# [Required work]
Each entry below must appear in the answer exactly as written.

Start of Input

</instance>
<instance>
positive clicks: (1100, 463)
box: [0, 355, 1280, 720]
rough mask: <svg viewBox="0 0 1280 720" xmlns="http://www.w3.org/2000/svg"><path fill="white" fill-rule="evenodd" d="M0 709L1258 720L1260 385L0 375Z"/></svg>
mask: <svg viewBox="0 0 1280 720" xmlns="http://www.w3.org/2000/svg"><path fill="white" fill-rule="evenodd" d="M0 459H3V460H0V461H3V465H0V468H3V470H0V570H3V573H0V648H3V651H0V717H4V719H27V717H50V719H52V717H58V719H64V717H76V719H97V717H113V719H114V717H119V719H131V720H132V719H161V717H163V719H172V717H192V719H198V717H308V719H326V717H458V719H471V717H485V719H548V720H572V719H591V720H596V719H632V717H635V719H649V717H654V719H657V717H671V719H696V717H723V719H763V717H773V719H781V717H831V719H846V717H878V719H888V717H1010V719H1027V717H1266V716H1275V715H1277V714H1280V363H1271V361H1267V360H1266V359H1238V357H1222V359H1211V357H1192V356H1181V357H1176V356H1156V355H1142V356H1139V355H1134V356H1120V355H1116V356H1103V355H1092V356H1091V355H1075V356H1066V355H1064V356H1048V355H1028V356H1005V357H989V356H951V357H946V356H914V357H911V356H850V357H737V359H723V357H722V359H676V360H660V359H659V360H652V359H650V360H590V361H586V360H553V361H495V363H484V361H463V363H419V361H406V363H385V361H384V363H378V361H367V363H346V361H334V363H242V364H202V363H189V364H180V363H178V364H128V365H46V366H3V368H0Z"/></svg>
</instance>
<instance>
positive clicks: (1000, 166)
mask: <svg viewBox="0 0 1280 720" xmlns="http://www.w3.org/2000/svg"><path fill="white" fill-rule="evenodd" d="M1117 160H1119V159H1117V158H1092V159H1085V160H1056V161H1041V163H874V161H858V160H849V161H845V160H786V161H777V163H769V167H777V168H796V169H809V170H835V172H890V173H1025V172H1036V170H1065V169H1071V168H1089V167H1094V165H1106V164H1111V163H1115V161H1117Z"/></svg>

End of Input

# [Response below]
</instance>
<instance>
positive clicks: (1100, 463)
box: [0, 355, 1280, 720]
rough mask: <svg viewBox="0 0 1280 720" xmlns="http://www.w3.org/2000/svg"><path fill="white" fill-rule="evenodd" d="M0 709L1258 720L1260 385L0 375Z"/></svg>
mask: <svg viewBox="0 0 1280 720" xmlns="http://www.w3.org/2000/svg"><path fill="white" fill-rule="evenodd" d="M0 459H3V460H0V461H3V465H0V468H3V470H0V570H3V573H0V648H3V651H0V717H4V719H27V717H50V719H52V717H58V719H64V717H76V719H97V717H113V719H114V717H119V719H131V720H132V719H161V717H163V719H172V717H192V719H198V717H308V719H326V717H458V719H471V717H485V719H548V720H572V719H591V720H596V719H632V717H635V719H649V717H654V719H657V717H671V719H696V717H723V719H763V717H773V719H781V717H831V719H846V717H878V719H888V717H1010V719H1027V717H1266V716H1275V715H1277V714H1280V363H1271V361H1267V360H1266V359H1238V357H1222V359H1211V357H1192V356H1181V357H1176V356H1156V355H1142V356H1139V355H1134V356H1120V355H1116V356H1103V355H1092V356H1091V355H1075V356H1066V355H1064V356H1048V355H1028V356H1005V357H989V356H951V357H946V356H914V357H911V356H850V357H737V359H723V357H722V359H676V360H660V359H659V360H652V359H650V360H590V361H586V360H553V361H495V363H484V361H463V363H419V361H406V363H385V361H384V363H378V361H367V363H346V361H334V363H242V364H202V363H189V364H180V363H178V364H128V365H46V366H3V368H0Z"/></svg>
</instance>
<instance>
positive clicks: (1000, 166)
mask: <svg viewBox="0 0 1280 720" xmlns="http://www.w3.org/2000/svg"><path fill="white" fill-rule="evenodd" d="M1117 160H1119V159H1117V158H1092V159H1085V160H1056V161H1041V163H874V161H858V160H849V161H845V160H786V161H777V163H769V167H777V168H796V169H809V170H835V172H890V173H1025V172H1036V170H1065V169H1071V168H1089V167H1094V165H1106V164H1111V163H1115V161H1117Z"/></svg>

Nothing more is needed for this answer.